■ Excerpt to read:
The skin is the largest organ in the body and functions as a barrier between the external and internal environments [1]. The skin is continuously exposed to various environmental stresses including physical, chemical, and biological insults. Thus, skin has the capability to locally recognize, discriminate, and integrate various signals within highly heterogeneous environments, and to immediately respond appropriately [1]. The skin is composed of an outer epidermal sheet and an underlying connective tissue or dermis. Multiple cell populations and matrix components form distinct yet interdependent compartments that confer remarkable plasticity on skin. These functions in skin are coordinated by the local neuroendocrine and immune systems that produce biological active compounds such as hormones, neurohormones, neurotransmitters, and cytokines [1,2,3,4,5,6].

■ Dataset extract:
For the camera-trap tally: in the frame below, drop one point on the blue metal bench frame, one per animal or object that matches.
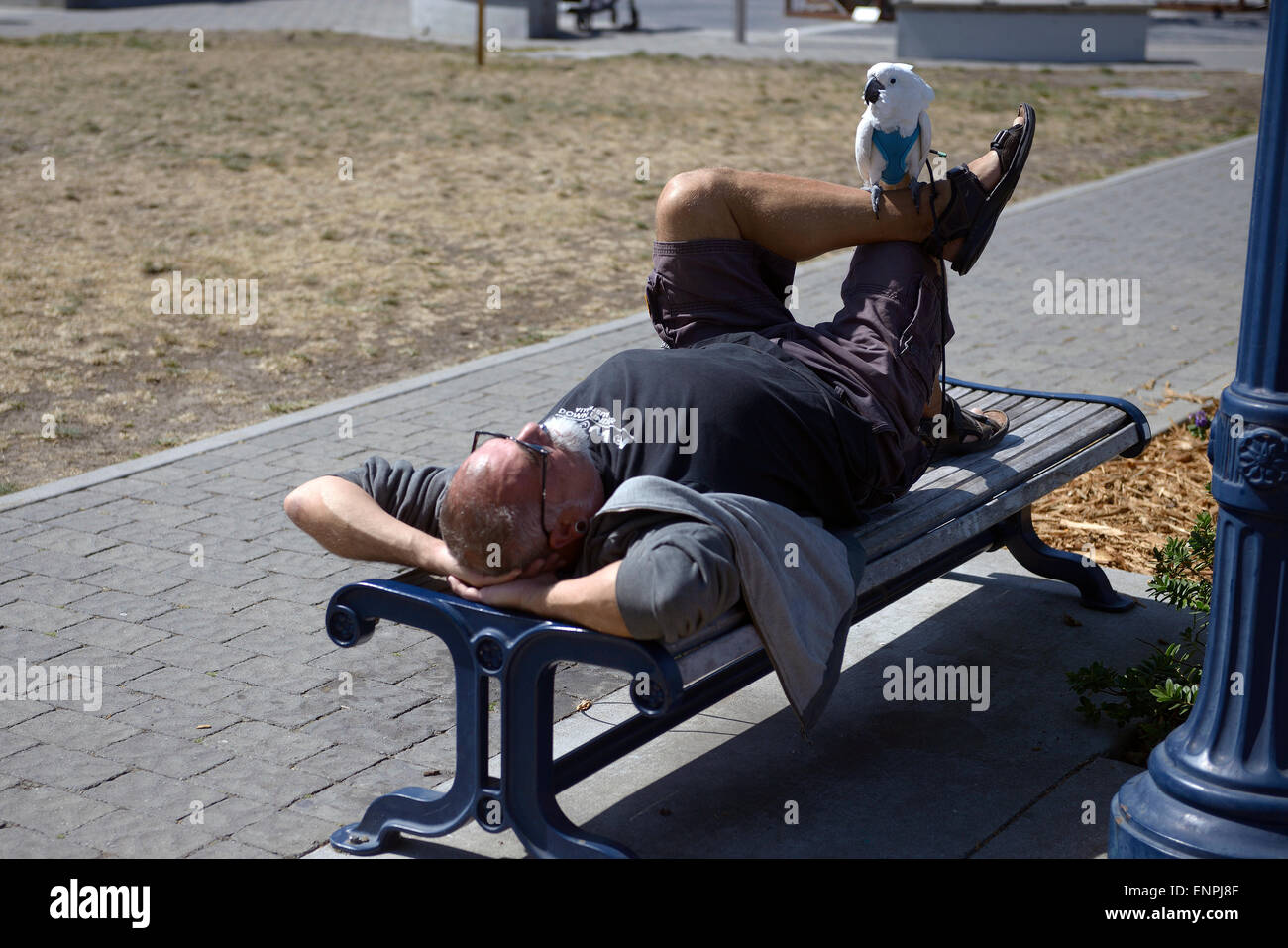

■ Study questions:
A. In the excerpt about skin, what two layers make up the skin?
B. Continue the excerpt about skin from its last sentence.
You won't need the lines above for this.

■ Results of the tasks:
A. An outer epidermal sheet and an underlying connective tissue or dermis.

B.
Opioid receptors are expressed on peripheral sensory nerve endings, cutaneous cells, and immune cells [7]. The opioid receptor family comprises three members: the μ-, δ-, and κ-opioid receptors, which belong to the G-protein coupled receptor (GPCR) superfamily. The endogenous opioid system includes enkephalins, endorphins, dynorphins, and endomorphins, as well as three opioid receptors. Various cells including immune cells and keratinocytes in the skin can produce opioid peptides [8,9]. These endogenous opioids directly interact with opioid receptors located in immune cells and nociceptive nerve terminals of the skin [8]. Opioid receptor signaling influences cell differentiation and migration as well as cytokine expression in human epidermis. In this regard, the opioid system plays an important role not only in normal skin homeostasis but also in wound healing and scar formation [5,10,11].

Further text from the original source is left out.